READING TEXT:
Start of Block

By Henry Sokolski
With the current crisis in Ukraine, it’s tempting to view Chinese compliance with the Nuclear Nonproliferation Treaty (NPT) as an academic indulgence. Giving in to this inclination, however, would be wrong.
As dangerous as Russia currently is, China will be more threatening in the long run. As we are learning with Russia’s violation of the 1994 Budapest Memorandum, binding understandings must be enforced lest their violators run roughshod over law and good order. This is true with Russia’s behavior in Ukraine. It is no less so with China’s nuclear weapons buildup and its repeated refusal to enter into good faith negotiations to limit its nuclear weapons arsenal as required by Article VI of the NPT.

End of Block

WORK INSTRUCTIONS:
(a) According to the passage on China and the NPT, which article of the treaty requires negotiations to limit nuclear weapons arsenals?
(b) Reproduce the stretch of the passage on China and the NPT from "By Henry Sokolski" through "would be wrong.".
(c) Recast the paragraph of the passage on China and the NPT that begins "As dangerous as Russia currently is" as a short bulleted list that keeps its main points.

DATA RECORDS:
Start of Block

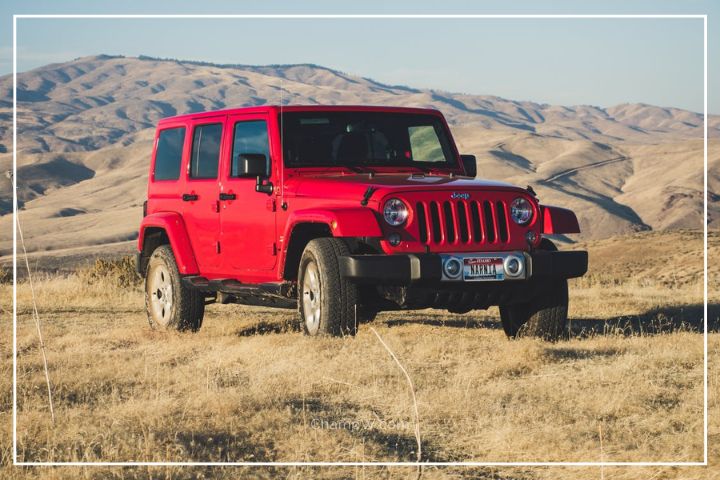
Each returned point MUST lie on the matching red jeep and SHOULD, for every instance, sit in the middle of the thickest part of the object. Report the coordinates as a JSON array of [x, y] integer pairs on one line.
[[342, 212]]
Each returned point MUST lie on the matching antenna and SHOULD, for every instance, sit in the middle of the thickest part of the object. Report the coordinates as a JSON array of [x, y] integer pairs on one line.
[[282, 143]]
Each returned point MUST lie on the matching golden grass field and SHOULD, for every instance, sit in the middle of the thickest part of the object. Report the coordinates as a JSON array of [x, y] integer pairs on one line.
[[627, 385]]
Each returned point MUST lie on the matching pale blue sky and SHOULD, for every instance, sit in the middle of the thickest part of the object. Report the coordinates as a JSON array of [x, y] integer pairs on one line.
[[600, 62]]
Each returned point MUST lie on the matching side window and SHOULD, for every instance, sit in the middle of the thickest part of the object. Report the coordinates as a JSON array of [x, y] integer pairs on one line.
[[425, 144], [206, 151], [250, 137], [168, 154]]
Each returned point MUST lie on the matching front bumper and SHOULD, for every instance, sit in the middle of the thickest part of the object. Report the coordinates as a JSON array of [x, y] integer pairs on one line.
[[426, 268]]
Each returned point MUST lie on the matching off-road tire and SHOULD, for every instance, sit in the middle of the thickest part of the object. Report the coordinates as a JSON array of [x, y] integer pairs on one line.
[[331, 301], [545, 316], [186, 306]]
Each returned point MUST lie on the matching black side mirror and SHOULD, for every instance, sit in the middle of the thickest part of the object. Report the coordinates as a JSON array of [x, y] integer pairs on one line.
[[255, 165], [469, 165], [252, 165]]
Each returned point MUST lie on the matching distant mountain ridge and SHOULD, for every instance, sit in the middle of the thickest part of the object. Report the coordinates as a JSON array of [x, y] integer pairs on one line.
[[85, 127]]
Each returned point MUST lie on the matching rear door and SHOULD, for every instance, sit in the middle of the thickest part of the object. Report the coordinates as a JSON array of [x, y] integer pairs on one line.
[[200, 196], [247, 217]]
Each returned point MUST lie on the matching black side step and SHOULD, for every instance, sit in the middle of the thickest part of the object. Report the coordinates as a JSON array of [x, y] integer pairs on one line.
[[279, 295]]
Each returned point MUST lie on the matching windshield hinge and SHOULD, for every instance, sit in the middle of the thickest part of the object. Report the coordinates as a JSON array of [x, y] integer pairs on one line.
[[367, 195]]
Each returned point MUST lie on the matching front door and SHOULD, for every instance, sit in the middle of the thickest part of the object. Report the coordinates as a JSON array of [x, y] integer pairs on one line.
[[200, 195], [247, 217]]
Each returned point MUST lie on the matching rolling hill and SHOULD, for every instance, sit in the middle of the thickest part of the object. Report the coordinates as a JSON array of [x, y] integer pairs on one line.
[[85, 133]]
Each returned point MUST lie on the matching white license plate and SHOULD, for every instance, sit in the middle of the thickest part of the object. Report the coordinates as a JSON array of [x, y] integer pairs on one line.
[[479, 269]]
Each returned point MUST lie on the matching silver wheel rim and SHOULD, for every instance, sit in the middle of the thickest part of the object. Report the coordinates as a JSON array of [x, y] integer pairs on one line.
[[311, 297], [161, 297]]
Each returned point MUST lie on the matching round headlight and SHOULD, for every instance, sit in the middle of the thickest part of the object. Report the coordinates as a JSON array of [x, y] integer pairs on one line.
[[521, 211], [395, 212]]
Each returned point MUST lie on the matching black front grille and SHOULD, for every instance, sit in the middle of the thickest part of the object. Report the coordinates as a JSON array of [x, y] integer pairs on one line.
[[462, 221]]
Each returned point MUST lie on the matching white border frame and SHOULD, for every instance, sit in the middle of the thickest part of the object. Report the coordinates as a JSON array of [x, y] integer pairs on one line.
[[369, 464]]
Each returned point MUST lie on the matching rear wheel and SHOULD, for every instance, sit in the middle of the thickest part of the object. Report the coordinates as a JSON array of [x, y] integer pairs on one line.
[[543, 317], [170, 304], [327, 302]]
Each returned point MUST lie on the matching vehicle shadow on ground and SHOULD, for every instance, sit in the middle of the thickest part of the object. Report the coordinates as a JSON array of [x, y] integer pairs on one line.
[[267, 328], [657, 321], [395, 439], [688, 318]]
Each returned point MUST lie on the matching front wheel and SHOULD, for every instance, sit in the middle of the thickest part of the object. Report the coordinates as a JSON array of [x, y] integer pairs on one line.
[[327, 302], [543, 317], [170, 305]]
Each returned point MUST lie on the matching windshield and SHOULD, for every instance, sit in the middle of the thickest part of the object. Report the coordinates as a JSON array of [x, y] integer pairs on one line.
[[357, 139]]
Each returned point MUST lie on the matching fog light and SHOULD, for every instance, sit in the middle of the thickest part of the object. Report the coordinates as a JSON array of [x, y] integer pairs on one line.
[[394, 239], [453, 267], [513, 266]]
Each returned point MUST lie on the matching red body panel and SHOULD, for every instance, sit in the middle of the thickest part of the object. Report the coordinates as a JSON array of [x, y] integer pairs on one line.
[[343, 222], [247, 237], [558, 220], [174, 227]]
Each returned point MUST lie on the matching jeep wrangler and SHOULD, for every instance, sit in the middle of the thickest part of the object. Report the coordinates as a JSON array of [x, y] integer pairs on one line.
[[342, 212]]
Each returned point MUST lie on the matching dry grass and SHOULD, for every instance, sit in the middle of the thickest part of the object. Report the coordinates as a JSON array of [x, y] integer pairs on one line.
[[248, 387]]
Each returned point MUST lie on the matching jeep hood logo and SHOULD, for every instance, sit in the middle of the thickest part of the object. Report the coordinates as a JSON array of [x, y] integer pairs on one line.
[[457, 195]]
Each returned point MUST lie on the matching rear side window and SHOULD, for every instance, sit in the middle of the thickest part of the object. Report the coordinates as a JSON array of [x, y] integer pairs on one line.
[[425, 144], [206, 151], [249, 137], [169, 154]]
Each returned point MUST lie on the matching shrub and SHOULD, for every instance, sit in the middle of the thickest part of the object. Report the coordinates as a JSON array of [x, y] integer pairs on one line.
[[5, 275], [117, 271]]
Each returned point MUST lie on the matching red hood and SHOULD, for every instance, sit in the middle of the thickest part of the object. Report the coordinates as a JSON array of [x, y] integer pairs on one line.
[[343, 186]]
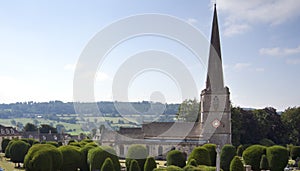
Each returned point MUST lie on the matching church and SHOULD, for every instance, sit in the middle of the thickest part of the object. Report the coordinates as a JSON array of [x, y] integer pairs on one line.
[[214, 117]]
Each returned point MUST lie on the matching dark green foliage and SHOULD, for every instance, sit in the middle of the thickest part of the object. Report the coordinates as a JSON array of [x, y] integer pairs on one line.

End of Block

ANSWERS TO EACH TASK:
(a) Article VI

(b)
By Henry Sokolski
With the current crisis in Ukraine, it’s tempting to view Chinese compliance with the Nuclear Nonproliferation Treaty (NPT) as an academic indulgence. Giving in to this inclination, however, would be wrong.

(c)
- China will be more threatening than Russia in the long run.
- Russia's violation of the 1994 Budapest Memorandum shows that binding understandings must be enforced, or violators will run roughshod over law and good order.
- This applies to Russia's behavior in Ukraine and equally to China's nuclear weapons buildup.
- China has repeatedly refused to enter into good faith negotiations to limit its nuclear weapons arsenal, as Article VI of the NPT requires.